== Record extracts ==
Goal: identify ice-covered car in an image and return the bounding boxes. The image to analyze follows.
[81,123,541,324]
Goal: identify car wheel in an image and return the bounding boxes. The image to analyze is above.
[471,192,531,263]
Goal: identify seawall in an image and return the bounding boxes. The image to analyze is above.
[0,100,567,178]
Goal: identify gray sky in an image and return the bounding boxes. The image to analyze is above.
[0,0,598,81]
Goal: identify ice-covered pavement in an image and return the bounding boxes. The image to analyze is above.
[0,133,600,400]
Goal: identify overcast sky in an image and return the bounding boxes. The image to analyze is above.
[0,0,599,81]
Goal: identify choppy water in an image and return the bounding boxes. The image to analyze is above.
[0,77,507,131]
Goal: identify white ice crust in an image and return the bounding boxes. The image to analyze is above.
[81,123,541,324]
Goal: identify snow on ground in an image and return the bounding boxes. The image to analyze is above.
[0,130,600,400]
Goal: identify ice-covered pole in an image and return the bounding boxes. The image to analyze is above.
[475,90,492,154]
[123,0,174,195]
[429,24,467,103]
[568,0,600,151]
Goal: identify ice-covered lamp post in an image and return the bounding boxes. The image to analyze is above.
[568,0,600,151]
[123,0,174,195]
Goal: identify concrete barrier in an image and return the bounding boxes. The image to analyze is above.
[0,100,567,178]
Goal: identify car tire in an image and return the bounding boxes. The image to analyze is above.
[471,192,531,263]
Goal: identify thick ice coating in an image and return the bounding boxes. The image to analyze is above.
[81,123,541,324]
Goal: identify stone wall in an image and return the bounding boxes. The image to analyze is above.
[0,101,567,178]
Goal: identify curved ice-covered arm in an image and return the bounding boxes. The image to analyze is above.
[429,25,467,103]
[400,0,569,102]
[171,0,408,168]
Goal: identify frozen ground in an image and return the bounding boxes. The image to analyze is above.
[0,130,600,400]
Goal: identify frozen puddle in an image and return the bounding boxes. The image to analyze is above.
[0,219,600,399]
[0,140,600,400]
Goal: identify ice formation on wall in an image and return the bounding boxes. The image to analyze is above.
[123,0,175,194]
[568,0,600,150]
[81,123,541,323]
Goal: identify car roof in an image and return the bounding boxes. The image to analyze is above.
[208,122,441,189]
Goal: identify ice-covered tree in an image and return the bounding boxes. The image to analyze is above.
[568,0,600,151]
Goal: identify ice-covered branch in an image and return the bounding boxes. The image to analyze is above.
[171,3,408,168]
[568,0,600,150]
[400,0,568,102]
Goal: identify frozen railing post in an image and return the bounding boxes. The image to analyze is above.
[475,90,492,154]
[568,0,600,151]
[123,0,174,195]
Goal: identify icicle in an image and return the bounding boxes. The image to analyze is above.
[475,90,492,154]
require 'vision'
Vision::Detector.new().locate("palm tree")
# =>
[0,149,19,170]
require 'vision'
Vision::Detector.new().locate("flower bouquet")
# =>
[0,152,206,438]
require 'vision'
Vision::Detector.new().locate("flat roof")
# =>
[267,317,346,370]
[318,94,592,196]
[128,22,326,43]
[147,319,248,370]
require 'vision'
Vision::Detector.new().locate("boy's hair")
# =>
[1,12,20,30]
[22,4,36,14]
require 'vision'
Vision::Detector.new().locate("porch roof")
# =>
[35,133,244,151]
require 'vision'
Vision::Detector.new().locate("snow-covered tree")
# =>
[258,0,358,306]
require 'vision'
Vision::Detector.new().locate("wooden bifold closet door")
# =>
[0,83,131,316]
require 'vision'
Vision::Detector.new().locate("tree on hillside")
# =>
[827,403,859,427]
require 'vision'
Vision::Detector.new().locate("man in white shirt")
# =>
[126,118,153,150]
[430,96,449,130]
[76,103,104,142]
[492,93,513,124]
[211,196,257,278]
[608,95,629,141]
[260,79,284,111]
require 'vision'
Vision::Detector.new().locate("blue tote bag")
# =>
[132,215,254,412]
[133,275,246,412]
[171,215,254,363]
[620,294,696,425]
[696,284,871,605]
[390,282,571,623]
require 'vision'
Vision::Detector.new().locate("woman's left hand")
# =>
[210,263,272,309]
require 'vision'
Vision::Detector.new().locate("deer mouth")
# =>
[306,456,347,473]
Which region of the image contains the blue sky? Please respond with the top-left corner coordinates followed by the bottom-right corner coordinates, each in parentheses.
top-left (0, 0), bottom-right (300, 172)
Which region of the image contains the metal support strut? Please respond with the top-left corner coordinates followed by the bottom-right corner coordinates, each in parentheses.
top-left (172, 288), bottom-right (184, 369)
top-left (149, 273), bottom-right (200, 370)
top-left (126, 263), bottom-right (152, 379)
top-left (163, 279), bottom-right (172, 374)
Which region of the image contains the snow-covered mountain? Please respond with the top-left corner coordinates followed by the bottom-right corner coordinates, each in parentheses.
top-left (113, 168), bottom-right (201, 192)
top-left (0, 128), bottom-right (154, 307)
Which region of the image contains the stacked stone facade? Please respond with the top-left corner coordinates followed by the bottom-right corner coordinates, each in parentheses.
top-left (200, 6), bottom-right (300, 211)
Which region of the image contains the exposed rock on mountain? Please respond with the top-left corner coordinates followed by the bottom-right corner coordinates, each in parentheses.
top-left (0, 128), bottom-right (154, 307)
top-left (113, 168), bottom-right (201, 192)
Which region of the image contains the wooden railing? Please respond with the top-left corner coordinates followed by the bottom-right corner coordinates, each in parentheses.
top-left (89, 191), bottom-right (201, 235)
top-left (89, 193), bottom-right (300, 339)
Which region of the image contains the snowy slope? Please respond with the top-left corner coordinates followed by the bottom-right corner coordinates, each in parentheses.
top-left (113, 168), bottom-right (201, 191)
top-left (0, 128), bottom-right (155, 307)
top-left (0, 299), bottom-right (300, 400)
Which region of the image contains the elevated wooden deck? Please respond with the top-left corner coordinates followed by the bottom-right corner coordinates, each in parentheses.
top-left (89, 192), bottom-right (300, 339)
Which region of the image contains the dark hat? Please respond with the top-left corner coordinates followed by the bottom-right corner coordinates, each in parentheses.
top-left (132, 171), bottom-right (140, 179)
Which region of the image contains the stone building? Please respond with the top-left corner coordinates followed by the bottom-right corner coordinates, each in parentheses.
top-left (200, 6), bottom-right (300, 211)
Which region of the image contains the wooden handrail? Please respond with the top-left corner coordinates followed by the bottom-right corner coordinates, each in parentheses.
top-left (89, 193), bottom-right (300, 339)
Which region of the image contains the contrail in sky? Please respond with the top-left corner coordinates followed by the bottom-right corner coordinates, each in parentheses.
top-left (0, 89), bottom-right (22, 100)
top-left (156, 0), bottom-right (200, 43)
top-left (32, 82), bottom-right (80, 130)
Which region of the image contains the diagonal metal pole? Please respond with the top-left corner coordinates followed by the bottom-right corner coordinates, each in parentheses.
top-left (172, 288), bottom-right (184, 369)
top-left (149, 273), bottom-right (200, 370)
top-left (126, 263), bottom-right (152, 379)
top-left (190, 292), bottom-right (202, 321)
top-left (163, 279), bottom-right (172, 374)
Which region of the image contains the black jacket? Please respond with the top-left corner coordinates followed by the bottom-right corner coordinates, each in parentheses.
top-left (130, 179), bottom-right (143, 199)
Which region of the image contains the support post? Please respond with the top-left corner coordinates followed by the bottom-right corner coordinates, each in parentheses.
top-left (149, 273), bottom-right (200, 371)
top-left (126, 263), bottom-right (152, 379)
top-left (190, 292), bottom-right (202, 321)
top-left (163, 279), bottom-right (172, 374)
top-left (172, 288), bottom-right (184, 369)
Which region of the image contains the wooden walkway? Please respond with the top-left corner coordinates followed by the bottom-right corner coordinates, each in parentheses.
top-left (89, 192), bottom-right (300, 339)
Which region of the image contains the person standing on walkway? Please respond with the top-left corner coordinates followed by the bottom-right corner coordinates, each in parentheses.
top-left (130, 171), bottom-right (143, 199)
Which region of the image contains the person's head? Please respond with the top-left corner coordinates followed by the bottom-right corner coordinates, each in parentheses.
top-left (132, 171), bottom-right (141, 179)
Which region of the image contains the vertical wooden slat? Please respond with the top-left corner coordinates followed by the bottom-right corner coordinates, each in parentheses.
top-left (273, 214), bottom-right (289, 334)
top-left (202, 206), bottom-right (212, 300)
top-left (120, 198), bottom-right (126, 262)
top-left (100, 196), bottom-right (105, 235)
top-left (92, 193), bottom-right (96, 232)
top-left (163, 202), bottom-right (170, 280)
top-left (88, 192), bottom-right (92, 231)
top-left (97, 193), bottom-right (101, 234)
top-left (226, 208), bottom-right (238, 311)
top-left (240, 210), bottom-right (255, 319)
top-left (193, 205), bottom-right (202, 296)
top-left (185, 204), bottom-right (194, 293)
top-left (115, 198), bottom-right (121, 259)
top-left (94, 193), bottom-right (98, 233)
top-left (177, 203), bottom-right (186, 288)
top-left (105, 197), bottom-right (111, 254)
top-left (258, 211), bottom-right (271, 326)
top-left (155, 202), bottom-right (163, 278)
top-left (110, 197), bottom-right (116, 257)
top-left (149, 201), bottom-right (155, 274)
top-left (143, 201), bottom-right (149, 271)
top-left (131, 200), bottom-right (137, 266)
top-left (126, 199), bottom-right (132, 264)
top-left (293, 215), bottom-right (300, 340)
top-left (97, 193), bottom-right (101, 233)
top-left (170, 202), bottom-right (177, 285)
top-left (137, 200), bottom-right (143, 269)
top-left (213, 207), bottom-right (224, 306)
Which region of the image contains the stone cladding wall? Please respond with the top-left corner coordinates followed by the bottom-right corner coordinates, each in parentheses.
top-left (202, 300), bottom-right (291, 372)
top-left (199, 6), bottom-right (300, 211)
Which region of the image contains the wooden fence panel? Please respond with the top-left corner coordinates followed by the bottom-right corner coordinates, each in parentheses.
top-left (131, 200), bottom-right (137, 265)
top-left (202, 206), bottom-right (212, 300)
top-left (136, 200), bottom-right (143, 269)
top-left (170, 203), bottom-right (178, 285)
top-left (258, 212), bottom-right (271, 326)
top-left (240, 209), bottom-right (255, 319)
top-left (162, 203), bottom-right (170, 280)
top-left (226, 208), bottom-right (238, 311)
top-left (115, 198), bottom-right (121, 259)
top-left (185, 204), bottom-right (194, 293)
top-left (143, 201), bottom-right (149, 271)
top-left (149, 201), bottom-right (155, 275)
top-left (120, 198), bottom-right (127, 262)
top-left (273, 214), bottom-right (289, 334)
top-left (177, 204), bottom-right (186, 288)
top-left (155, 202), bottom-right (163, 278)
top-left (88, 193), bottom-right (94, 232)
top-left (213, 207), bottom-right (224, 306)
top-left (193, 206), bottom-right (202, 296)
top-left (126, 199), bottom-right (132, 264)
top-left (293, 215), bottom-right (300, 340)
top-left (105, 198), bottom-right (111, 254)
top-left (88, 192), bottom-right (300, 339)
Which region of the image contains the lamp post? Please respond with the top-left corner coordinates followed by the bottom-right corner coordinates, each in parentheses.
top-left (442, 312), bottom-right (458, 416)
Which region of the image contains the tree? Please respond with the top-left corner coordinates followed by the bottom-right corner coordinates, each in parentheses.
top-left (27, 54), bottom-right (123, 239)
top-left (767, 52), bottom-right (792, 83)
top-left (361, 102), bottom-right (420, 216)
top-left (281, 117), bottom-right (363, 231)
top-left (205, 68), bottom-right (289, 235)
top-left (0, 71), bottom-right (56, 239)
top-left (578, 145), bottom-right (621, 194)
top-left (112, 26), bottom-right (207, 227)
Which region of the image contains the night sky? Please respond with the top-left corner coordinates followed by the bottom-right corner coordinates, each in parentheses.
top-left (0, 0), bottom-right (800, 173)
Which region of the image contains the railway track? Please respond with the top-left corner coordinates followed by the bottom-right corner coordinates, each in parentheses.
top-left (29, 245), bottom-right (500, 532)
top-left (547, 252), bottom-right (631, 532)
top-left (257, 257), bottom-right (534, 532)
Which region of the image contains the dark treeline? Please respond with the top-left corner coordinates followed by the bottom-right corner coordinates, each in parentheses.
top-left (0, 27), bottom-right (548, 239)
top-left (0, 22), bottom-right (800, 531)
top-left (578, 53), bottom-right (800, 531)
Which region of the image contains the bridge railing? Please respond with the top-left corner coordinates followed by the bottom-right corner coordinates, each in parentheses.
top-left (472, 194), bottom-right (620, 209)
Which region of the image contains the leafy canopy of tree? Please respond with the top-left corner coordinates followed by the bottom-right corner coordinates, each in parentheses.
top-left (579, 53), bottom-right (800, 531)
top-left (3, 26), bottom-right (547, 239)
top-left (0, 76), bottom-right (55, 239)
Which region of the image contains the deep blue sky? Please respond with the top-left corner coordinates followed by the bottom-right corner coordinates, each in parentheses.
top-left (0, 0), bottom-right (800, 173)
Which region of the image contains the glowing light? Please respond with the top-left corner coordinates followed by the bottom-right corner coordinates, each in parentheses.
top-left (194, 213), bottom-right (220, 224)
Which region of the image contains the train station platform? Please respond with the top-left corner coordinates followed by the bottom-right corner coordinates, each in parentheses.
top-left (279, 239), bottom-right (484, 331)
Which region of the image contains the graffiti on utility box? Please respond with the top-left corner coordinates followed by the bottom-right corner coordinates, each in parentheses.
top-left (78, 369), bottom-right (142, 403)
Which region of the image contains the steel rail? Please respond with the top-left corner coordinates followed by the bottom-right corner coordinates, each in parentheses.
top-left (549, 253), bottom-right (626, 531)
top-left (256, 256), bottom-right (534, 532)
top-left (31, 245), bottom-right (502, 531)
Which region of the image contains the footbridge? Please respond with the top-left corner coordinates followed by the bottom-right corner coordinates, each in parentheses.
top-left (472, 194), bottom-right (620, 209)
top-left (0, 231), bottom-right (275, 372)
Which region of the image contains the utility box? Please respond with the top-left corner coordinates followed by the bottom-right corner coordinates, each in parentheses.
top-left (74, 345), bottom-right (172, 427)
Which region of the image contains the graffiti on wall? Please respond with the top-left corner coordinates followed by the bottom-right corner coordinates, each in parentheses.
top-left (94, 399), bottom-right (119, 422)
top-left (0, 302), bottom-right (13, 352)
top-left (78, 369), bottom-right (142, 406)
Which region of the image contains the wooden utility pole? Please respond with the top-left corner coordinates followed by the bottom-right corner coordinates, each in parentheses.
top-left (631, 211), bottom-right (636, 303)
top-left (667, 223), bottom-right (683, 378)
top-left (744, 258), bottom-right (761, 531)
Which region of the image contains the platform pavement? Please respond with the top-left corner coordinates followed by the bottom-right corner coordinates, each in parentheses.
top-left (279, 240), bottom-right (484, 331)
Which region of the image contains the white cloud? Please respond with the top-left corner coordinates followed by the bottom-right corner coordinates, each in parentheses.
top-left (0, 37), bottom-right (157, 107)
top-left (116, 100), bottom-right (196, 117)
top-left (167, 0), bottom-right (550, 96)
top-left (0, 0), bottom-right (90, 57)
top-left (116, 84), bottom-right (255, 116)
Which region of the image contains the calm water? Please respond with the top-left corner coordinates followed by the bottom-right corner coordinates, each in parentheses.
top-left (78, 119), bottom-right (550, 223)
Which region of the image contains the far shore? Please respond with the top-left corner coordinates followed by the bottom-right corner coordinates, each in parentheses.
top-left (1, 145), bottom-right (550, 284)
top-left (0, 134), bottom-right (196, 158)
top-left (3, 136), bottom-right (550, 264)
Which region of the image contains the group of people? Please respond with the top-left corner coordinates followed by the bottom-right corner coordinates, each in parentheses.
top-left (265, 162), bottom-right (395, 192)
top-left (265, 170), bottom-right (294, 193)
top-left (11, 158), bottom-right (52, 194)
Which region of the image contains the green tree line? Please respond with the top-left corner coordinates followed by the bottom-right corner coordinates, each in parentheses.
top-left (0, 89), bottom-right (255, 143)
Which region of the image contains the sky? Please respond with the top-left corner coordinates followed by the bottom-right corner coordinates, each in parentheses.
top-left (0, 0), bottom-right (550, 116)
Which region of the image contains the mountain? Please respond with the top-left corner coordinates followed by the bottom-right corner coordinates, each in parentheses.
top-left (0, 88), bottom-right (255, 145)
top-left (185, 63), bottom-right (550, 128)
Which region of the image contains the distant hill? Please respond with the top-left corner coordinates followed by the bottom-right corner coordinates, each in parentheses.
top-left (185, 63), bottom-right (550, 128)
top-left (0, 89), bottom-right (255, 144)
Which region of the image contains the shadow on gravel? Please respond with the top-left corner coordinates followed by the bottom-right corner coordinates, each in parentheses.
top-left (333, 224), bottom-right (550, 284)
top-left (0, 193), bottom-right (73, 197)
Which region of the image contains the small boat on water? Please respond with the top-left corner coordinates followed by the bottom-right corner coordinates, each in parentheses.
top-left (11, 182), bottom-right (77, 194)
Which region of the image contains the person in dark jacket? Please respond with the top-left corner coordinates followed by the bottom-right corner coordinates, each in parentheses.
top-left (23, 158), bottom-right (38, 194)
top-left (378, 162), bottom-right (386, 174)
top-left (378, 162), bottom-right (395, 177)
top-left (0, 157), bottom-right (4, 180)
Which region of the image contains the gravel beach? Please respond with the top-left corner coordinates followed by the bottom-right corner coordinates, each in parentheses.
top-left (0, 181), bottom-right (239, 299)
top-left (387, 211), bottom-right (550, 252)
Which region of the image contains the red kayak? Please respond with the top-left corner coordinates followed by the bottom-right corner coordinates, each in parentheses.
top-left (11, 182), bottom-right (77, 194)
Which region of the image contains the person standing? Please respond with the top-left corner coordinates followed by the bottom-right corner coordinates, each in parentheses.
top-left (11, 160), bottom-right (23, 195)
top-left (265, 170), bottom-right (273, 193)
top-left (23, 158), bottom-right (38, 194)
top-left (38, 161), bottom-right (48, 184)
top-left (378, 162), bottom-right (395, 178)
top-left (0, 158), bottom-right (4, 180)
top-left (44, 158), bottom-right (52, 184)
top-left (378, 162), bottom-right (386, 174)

== Instructions to follow ==
Please return each line from the items above that contains the word "graffiti", copied unchanged.

== Full solution ==
Which region of the image contains the graffiti on utility box? Please respond with the top-left corner coordinates followed by the bottom-right corner coordinates, each in parentheses.
Which region of the image contains the graffiti on wall? Please respond with the top-left corner coordinates followed by the bottom-right corner coordinates, each in parentheses.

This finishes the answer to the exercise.